カワシマさんに関しては全く逆で、プロジェクトを一緒にやりたいと思ったのが先でした。彼がまだGoogle Creative Labに在籍しているときに一緒に仕事しないかとお声掛けしたのですが、その大きなプロジェクトを一緒に動かしていくために、こういう組織が必要になると感じてDentsu Craft Tokyoにお誘いしたという手順です。なので、一緒に組織をやると面白そうなものができるんじゃないかという予感があってお誘いしたケースと、必要に迫られてというケースがありますね。
―いまの菅野さんの話を受けて質問したいのですが、徳井さん、鎌田さん、カワシマさんはどういった気持ちで参画を決めたのでしょうか?
徳井:すごくありがたいなと思ったのが正直なところです。Qosmo自体、AIや機械学習にフォーカスすることでやることが先鋭化し、それによっていいチームになっている感覚はあるんです。その一方で、研究者気質の人が多いので、社会との繋がりを持ちにくくなっているというか、世の中への発信が難しいなと感じることもあって。そういう息苦しさのあったタイミングだったので、少数精鋭のよさがありつつも、いろんな人と組んで仕事ができるのはいいなと思いました。
鎌田:会社のメンバーが3人だった頃、3人で1つのプロジェクトに取り組むこともあるんですが、おのおの違うプロジェクトに呼ばれることもありました。そうやって社外の人たちと臨機応変にチームを組んで働いていると、メンバーが自分の会社にいることの意味が揺らいでくるんですね。会社への帰属意識の有無とは関係なく、個人として仕事をやっていくスタイルが成立していくので。

### 設問:
A. 本文によると、Qosmoはどのような分野にフォーカスしていますか。
B. 本文の「鎌田:会社のメンバーが3人だ」から「スタイルが成立していくので。」までを、「社外の人たち」を「外部の人たち」に置き換えて書き直してください。

(座標ラベリングデータ)
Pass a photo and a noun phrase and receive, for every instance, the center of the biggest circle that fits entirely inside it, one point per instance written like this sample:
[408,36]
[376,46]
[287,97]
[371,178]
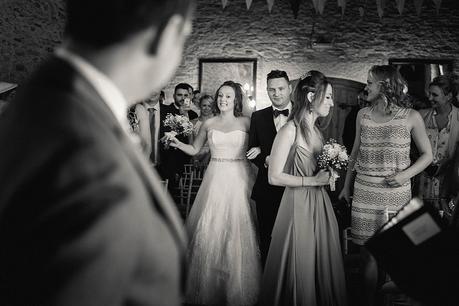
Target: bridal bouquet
[333,157]
[179,125]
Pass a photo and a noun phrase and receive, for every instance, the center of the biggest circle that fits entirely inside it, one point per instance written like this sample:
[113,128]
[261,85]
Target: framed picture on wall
[214,71]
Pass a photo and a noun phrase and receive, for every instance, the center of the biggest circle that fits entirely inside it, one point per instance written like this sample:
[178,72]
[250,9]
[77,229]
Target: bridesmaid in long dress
[304,264]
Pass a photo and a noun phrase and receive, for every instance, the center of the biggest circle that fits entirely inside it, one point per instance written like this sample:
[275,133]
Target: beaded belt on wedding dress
[227,159]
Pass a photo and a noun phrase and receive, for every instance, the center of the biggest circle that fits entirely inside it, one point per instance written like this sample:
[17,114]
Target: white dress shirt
[105,87]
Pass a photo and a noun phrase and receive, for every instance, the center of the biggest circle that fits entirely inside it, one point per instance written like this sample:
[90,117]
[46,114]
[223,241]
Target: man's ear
[310,96]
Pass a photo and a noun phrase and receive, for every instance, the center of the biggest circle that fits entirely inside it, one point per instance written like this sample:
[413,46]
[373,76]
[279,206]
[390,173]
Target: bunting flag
[400,5]
[295,7]
[270,5]
[342,5]
[418,6]
[380,5]
[437,5]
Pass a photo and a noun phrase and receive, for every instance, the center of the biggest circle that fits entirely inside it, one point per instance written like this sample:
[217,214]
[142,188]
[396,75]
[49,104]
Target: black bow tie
[277,112]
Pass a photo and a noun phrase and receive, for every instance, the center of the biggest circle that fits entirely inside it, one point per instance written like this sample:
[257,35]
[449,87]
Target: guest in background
[442,126]
[171,161]
[144,120]
[381,158]
[304,264]
[264,126]
[84,219]
[207,106]
[224,263]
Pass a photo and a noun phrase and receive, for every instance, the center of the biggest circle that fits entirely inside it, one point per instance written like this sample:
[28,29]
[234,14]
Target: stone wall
[31,28]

### 解答結果:
A. AIや機械学習です。

B.
鎌田:会社のメンバーが3人だった頃、3人で1つのプロジェクトに取り組むこともあるんですが、おのおの違うプロジェクトに呼ばれることもありました。そうやって外部の人たちと臨機応変にチームを組んで働いていると、メンバーが自分の会社にいることの意味が揺らいでくるんですね。会社への帰属意識の有無とは関係なく、個人として仕事をやっていくスタイルが成立していくので。